*** INPUT
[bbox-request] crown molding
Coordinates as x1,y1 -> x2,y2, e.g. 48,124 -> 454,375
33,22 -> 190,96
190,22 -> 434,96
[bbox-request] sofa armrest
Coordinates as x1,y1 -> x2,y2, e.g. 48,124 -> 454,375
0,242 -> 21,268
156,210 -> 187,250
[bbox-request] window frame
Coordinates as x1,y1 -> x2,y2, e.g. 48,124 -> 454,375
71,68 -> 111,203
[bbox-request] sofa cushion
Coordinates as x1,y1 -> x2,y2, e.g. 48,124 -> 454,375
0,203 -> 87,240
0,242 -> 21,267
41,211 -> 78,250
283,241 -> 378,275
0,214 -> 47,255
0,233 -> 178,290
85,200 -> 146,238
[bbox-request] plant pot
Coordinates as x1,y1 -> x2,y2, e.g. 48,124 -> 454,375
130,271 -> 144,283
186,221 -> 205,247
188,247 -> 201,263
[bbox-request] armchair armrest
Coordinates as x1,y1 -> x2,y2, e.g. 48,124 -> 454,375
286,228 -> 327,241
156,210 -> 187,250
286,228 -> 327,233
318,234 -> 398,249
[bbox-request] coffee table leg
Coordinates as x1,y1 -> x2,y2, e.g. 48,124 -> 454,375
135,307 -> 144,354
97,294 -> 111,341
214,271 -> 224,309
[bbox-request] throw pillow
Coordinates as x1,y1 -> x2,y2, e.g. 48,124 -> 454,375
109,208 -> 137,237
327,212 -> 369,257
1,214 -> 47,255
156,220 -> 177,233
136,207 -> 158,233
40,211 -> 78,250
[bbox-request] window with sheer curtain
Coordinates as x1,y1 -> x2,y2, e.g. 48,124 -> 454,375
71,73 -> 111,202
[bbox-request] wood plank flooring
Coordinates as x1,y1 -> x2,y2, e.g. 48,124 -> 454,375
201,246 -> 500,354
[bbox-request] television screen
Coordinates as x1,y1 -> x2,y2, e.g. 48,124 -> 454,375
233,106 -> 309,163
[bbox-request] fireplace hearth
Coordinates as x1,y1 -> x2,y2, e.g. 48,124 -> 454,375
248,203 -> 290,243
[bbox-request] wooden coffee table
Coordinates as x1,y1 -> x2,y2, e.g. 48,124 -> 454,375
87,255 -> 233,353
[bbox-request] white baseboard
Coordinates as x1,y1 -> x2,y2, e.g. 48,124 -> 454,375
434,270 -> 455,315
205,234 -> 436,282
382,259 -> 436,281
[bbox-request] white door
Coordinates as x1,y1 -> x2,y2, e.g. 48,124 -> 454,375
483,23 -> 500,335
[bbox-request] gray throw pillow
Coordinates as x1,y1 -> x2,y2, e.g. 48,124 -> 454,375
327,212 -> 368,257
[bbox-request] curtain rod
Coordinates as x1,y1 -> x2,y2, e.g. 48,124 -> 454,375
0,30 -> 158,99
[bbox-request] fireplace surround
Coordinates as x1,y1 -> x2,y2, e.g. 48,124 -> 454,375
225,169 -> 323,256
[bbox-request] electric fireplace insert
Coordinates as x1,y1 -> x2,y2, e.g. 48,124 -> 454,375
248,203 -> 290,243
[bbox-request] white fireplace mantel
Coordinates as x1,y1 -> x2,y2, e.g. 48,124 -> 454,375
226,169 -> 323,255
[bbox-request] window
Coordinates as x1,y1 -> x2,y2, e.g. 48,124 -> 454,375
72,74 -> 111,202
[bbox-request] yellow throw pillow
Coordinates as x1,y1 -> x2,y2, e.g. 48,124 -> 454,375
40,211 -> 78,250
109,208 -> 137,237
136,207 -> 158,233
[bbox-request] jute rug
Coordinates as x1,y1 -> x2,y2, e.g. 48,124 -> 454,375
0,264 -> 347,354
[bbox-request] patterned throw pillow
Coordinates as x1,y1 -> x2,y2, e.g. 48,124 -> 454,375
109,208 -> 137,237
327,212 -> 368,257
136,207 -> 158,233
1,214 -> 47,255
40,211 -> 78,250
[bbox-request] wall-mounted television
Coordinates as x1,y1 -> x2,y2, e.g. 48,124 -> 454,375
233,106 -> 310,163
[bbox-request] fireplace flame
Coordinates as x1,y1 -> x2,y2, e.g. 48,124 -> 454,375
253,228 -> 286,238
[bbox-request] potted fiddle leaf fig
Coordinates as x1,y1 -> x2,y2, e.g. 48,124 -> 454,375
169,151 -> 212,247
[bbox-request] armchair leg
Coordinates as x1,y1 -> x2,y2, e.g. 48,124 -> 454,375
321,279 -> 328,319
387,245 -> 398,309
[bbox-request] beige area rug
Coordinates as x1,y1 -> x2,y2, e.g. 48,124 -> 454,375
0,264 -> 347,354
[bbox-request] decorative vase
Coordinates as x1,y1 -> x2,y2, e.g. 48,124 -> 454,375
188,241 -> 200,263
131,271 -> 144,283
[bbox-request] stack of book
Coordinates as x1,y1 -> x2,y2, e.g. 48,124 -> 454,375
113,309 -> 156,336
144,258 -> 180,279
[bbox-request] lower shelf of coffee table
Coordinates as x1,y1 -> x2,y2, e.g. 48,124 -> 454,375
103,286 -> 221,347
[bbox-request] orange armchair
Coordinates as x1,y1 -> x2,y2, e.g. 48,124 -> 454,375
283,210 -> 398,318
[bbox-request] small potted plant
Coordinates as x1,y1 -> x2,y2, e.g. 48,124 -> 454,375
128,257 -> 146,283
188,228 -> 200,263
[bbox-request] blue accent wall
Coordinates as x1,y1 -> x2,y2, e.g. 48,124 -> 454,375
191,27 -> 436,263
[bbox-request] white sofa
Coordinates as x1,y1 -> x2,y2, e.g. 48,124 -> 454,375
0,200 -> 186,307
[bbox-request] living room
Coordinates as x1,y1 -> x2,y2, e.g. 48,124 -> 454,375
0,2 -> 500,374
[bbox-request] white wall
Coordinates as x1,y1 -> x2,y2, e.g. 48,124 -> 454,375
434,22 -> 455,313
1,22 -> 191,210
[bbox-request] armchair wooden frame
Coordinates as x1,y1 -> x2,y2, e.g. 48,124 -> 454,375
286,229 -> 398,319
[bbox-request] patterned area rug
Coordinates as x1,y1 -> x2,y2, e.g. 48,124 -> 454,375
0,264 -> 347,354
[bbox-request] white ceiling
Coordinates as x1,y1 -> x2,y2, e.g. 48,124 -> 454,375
******
» **TASK PROMPT**
Select every line in the data above that contains the word "frame" and copy each one.

» **FULL RESPONSE**
[bbox-request] window frame
[bbox-request] armchair wooden frame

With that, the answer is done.